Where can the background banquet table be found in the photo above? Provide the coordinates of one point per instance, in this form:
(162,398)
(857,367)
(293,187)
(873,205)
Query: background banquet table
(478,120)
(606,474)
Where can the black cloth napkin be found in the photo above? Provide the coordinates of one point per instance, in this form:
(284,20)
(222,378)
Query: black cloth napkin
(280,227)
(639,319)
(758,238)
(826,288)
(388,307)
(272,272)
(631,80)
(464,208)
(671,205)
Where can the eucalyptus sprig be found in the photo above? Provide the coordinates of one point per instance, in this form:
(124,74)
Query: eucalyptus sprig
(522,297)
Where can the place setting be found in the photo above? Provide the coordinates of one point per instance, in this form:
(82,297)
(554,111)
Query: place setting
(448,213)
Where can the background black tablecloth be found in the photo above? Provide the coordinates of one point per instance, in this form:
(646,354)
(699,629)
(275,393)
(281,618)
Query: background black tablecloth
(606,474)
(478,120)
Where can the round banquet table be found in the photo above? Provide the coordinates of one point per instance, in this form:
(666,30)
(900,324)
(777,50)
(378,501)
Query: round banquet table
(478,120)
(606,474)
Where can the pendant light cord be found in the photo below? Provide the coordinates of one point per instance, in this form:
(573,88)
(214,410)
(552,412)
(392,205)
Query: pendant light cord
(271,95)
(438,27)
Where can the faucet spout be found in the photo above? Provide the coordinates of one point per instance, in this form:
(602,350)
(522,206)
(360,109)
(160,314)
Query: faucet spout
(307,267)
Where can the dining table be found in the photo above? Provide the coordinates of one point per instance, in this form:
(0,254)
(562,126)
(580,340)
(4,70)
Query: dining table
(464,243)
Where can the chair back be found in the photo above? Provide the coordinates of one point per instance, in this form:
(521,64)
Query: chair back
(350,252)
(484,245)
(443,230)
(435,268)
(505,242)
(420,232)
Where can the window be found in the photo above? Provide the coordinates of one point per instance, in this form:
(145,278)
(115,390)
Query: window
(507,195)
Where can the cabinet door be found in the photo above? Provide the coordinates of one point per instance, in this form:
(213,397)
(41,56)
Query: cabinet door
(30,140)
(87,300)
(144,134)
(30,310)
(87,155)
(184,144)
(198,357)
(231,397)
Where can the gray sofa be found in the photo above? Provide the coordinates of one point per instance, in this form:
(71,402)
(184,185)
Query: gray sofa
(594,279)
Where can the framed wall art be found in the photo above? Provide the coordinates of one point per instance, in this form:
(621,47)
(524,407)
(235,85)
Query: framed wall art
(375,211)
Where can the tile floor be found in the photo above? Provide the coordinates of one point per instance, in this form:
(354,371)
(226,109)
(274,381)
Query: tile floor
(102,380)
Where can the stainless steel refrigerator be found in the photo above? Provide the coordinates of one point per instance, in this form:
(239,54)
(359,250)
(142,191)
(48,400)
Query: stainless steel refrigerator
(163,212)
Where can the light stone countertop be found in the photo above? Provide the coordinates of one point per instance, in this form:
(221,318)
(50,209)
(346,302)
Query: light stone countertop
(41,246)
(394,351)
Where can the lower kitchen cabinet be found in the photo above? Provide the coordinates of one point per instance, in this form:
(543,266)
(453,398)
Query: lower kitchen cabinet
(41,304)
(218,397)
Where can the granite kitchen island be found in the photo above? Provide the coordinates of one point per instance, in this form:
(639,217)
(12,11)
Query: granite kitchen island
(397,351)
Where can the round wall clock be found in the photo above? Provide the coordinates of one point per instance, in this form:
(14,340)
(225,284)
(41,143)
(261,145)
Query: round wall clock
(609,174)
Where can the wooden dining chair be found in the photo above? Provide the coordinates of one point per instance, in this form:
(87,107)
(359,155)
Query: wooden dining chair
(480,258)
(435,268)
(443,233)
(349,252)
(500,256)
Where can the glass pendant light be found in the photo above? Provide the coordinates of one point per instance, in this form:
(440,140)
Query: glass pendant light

*****

» **PROBLEM DETAILS**
Begin with the line that contains "Where can the round wall" and quote each line after it exactly, stopping after the last line of the data.

» **CORRECT RESULT**
Where can the round wall clock be found in the photo above? Provide the coordinates of one point per instance, in this form:
(14,340)
(225,284)
(41,143)
(261,145)
Query: round wall clock
(609,174)
Where can the wooden dining chair be found in the photo above? Provide the coordinates of one point per instance, in this form:
(87,107)
(359,155)
Query: wooden dining chair
(480,258)
(435,268)
(443,233)
(349,252)
(500,256)
Where can the glass pendant light be found in the photo above? Provide the coordinates of one point per instance, in this form:
(440,140)
Query: glass pendant light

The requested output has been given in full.